Start of RECORDS FOR THIS EXERCISE

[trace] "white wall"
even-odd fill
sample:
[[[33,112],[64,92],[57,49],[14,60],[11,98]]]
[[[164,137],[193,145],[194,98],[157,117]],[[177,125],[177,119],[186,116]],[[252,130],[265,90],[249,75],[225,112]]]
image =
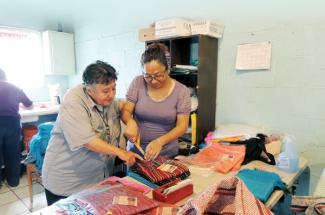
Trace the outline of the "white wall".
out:
[[[78,39],[82,34],[81,31],[76,33],[78,74],[70,78],[70,85],[81,82],[81,74],[88,64],[104,60],[118,71],[117,97],[125,98],[130,81],[137,74],[141,74],[139,56],[144,44],[137,41],[137,32],[130,31],[86,41]]]
[[[325,2],[151,2],[110,8],[98,22],[75,26],[79,74],[71,77],[70,85],[80,82],[86,65],[101,59],[119,71],[118,97],[123,97],[141,71],[144,44],[137,41],[138,28],[174,16],[222,21],[226,28],[218,50],[217,123],[259,125],[294,135],[299,152],[310,161],[313,187],[325,167]],[[112,10],[123,18],[112,20]],[[236,71],[237,46],[261,41],[272,42],[271,69]]]

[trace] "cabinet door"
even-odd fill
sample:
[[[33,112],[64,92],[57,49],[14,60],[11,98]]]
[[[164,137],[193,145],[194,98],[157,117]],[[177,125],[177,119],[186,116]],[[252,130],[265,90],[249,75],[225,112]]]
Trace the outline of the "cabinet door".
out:
[[[44,32],[43,51],[45,74],[72,75],[75,73],[73,34]]]
[[[198,47],[198,141],[215,129],[217,101],[218,39],[200,35]]]

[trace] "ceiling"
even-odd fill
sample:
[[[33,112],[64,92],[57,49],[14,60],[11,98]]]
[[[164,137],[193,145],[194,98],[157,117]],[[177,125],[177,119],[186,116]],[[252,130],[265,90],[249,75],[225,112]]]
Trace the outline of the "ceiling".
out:
[[[304,21],[306,16],[323,19],[325,3],[323,0],[313,3],[309,0],[0,0],[0,26],[42,31],[56,30],[61,23],[64,31],[72,32],[74,28],[96,23],[117,32],[138,29],[169,17],[214,19],[226,25],[281,18],[297,22]]]
[[[138,27],[150,24],[148,19],[154,21],[179,14],[180,7],[171,7],[168,1],[159,5],[158,0],[151,0],[151,4],[146,0],[0,0],[0,25],[35,30],[57,28],[58,23],[70,30],[94,22]],[[181,0],[177,4],[186,5],[186,2]]]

End of RECORDS FOR THIS EXERCISE

Above are the entries; copy every line among them that contains the word "ceiling".

**OUTPUT FOR THIS EXERCISE:**
[trace] "ceiling"
Trace the outline of the "ceiling".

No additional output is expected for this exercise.